**Problem description**
Give the records again in full, exactly as written.
========
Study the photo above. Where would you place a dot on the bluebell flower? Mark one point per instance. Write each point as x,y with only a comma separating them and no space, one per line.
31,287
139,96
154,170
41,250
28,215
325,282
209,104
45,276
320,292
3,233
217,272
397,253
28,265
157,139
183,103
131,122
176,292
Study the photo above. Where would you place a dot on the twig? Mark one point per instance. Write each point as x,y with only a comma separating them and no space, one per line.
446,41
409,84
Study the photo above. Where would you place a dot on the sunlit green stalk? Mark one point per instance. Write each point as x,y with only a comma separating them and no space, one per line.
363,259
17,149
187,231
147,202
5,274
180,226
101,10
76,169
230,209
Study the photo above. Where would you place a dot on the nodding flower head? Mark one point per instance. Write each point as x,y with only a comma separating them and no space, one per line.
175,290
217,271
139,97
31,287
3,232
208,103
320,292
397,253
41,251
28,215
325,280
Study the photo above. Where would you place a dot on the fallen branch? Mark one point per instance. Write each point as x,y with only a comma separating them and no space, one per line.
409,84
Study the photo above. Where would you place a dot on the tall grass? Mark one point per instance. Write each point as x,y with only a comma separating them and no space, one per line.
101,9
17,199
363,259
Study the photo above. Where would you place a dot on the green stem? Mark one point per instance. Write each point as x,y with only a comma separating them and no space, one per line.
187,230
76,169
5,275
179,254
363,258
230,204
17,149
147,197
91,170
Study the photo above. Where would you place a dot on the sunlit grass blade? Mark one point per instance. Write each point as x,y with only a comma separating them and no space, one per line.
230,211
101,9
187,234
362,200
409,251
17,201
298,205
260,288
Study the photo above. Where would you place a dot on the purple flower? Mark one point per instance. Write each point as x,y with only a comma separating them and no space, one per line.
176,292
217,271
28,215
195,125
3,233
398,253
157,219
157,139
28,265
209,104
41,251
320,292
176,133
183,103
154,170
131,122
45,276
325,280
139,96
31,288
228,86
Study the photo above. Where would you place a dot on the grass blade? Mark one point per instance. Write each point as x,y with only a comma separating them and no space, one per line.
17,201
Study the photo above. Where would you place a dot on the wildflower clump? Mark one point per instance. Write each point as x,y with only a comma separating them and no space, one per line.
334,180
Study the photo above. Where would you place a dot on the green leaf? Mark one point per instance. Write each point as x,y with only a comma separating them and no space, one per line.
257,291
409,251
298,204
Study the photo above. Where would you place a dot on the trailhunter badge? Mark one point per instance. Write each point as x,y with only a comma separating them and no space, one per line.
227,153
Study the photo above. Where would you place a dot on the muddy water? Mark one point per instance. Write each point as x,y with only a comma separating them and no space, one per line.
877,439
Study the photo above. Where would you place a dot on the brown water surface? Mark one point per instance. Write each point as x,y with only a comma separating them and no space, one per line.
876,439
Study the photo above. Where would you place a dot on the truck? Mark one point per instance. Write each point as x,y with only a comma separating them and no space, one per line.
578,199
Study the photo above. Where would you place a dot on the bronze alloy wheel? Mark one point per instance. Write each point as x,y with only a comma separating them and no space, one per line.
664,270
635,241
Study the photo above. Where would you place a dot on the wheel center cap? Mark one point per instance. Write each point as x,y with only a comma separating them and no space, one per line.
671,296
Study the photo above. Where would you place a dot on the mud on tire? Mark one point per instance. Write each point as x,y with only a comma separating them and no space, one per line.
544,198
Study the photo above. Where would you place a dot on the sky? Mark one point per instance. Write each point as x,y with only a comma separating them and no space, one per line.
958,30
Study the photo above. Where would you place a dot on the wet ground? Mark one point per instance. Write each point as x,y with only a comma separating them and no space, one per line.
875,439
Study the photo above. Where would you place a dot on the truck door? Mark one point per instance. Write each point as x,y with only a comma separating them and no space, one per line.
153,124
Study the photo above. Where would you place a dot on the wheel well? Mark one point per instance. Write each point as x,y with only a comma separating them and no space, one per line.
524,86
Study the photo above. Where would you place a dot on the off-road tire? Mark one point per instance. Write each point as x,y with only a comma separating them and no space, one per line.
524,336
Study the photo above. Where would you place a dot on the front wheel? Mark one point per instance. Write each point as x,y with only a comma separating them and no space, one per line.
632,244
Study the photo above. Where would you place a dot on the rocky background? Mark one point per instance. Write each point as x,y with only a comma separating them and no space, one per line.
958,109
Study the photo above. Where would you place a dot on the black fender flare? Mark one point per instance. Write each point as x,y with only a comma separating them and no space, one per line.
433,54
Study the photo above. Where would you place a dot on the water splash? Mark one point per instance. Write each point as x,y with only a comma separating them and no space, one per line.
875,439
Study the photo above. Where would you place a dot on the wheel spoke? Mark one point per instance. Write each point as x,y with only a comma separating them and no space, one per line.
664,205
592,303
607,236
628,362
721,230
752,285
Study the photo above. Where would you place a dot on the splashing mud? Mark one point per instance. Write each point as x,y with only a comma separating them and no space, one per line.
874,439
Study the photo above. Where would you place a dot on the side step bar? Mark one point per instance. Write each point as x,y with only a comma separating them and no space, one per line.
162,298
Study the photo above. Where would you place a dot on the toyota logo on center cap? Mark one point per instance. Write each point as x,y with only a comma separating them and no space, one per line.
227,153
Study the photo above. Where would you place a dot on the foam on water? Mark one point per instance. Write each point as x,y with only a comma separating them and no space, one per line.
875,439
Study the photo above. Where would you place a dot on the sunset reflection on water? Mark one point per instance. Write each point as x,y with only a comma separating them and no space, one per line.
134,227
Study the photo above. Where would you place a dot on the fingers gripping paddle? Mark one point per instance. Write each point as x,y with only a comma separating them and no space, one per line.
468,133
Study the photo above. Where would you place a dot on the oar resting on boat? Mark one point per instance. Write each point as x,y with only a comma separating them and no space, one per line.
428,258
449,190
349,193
========
**Answer for this exercise**
Study the photo above. Where would you place a dot on the bluebell flower? Mark one point per instance. Write each point as x,y with only a comma separating them and no space, one per line.
31,287
139,96
154,170
41,250
28,215
325,282
209,104
45,276
320,292
3,233
217,272
397,253
28,265
157,139
183,103
131,122
176,292
Study the photo above. Where would you place a dot on the twig? Mark one point per instance. Write each point as x,y with only a comma separating them and no space, one per line.
446,41
409,84
Study the photo above. Where would you place a dot on the sunlit green stalk? Mark one point per instance. Write each point as x,y with only a comma separating them and no space, one per line.
363,259
17,149
187,231
147,202
5,274
180,226
101,10
76,169
230,209
Study the photo above. Where would you place a dot on the nodding flower head? Mark one point per instance. Write each point as x,y with only a comma separating them and no space, one per line.
175,290
217,271
139,97
31,287
3,232
208,103
320,292
397,253
41,251
28,215
325,280
Study the photo above. Where would you place a dot on the fallen branch? Mark one point per instance. Write each point as x,y with only a comma separating them and no space, one per line.
409,84
Study the photo above. Where would you place a dot on the tall grass? Mark one point per instance. Write each point as x,y with only a comma separating them and no space, one per line.
101,9
17,199
363,259
Study the photo above. Where would you place a dot on the green stem? Mark one point per instance. Write each point as x,y with only a comma separating them and no space, one per line.
187,230
76,169
5,275
179,254
363,258
230,204
17,149
147,197
91,170
Study the photo above. Where would you place a dot on the sunlit grass blade? Mark one point per instance. Write each point as x,y with only a comma separating them and no space, one per line.
230,211
101,9
187,234
362,200
409,251
17,201
298,205
260,288
Study the photo above. Where would you place a dot on the purple flower? Mark one point per instance. Write each point as x,y with only a comma separating them and no space, one per line.
176,292
217,271
28,215
195,125
3,233
398,253
157,219
157,139
28,265
209,104
41,251
320,292
176,133
183,103
154,170
131,122
45,276
325,280
139,96
31,288
228,86
Study the photo above. Where would you place a dot on the grass blade? Mark one point per instance. Write each point as x,y with only a comma separating them and no space, one per line.
17,201
Study the photo above. Where would you place a dot on the wildflower clump? Mark one point per instance. Write each point as x,y with only a comma separating them and no space, one per line.
334,180
Study the photo above. Where would you place a dot on the green leaf? Mark one point per instance. Write each point as x,y with only a comma separating them and no space, one per line.
257,291
409,251
298,204
Study the photo above. Where would you place a dot on the trailhunter badge? Mark one point per instance. Write each point as x,y with only a comma separating them and no space, one per line.
227,153
Study the photo above. Where would you place a dot on the muddy water? Mark one point per instance. Write each point as x,y with only a comma separating them and no space, one per line.
877,439
Study the photo above. Where would you place a dot on the brown water surface? Mark one point per instance. Write each point as x,y with only a comma separating them and no space, one per line.
876,439
Study the photo above. Where would you place a dot on the truck? Mark one point per instance. Write each point as x,y with only a comma separating them and no space, one per line.
578,199
Study the photo above. Where would you place a dot on the bronze alloy wheel? Mark one point per instance. Write each point as x,y with only a comma separating them and no space, one per line.
664,270
635,241
Study the photo above. Where would you place a dot on the wheel center cap? Mark one point per instance. Write each point as x,y with only a comma separating them and no space, one per line.
671,296
Study the photo above. Where would you place a dot on the mud on tire? Mark one point per instance. Write each point as x,y with only a comma separating them and no space, one per line.
544,198
Study the photo above. Where would you place a dot on the sky? Mark one point per instance. Write each point as x,y with only a comma separating them and no space, one per line.
958,30
Study the photo above. Where would you place a dot on the wet ground? Mark one point per instance. Write each point as x,y with only a comma separating them and no space, one per line.
875,439
Study the photo above. Where would you place a dot on the truck door? Mark one point per instance. Write each point as x,y with only a comma separating them and no space, one per line.
153,124
Study the photo above. Where would you place a dot on the wheel well? Mark one point per instance. Write each point as x,y with only a comma separating them and no space, one per line.
524,86
Study the photo above. Where would you place a dot on the off-road tire? Mark one point per instance. Write each point as x,y with only a comma separating them and no space, one per line.
524,336
Study the photo above. Where would you place a dot on the front wheel? Mark one point per instance. Write each point as x,y with only a comma separating them and no space, one per line.
632,244
Study the photo above. Where would you place a dot on the rocky background? Mark one point per instance. Write each point as x,y with only a comma separating them and no space, one per line.
958,109
Study the photo above. Where would you place a dot on the black fender flare? Mark one point per instance. Write each point as x,y with only a comma separating them and no space, one per line.
433,54
Study the photo above. Where would you place a dot on the water splash? Mark one point per instance. Write each point as x,y with only a comma separating them and no space, one per line.
875,439
Study the photo above. Where would you place a dot on the wheel spoke? Mark one point per instance. Write each point as x,y with only a comma separating them and no space, one per line.
664,205
592,303
607,236
628,362
721,230
752,285
Study the photo above. Where would you place a dot on the splashing mud? Mark one point per instance. Write each point as x,y with only a comma separating them and no space, one per line.
874,439
Study the photo above. Where would you place a dot on the side step bar? Mark one point per instance. Write each point as x,y with only a comma separating them and no space, one per line.
162,298
Study the photo above. Where would you place a dot on the toyota logo on center cap? Mark one point per instance. Write each point as x,y with only a comma separating them and no space, one per line.
227,153
Study the photo above. Where would you place a dot on the foam on water? Mark one point per instance. Write each point as x,y with only a comma separating them and no space, one per line.
875,439
Study the photo above. Where would you place a dot on the sunset reflection on water? Mark one point per instance. Write each point as x,y with only a comma separating them and no space, one per line.
134,227
Study the photo above. Where would you place a dot on the fingers gripping paddle? Mark one point per instance. Write each point as x,y with only a comma separating them and no space, one per line.
468,133
Study the photo above. Where would you place a dot on the oar resting on boat? Mark one point per instance. Write each point as x,y with only a comma separating them and no space, one per line.
428,258
449,190
349,193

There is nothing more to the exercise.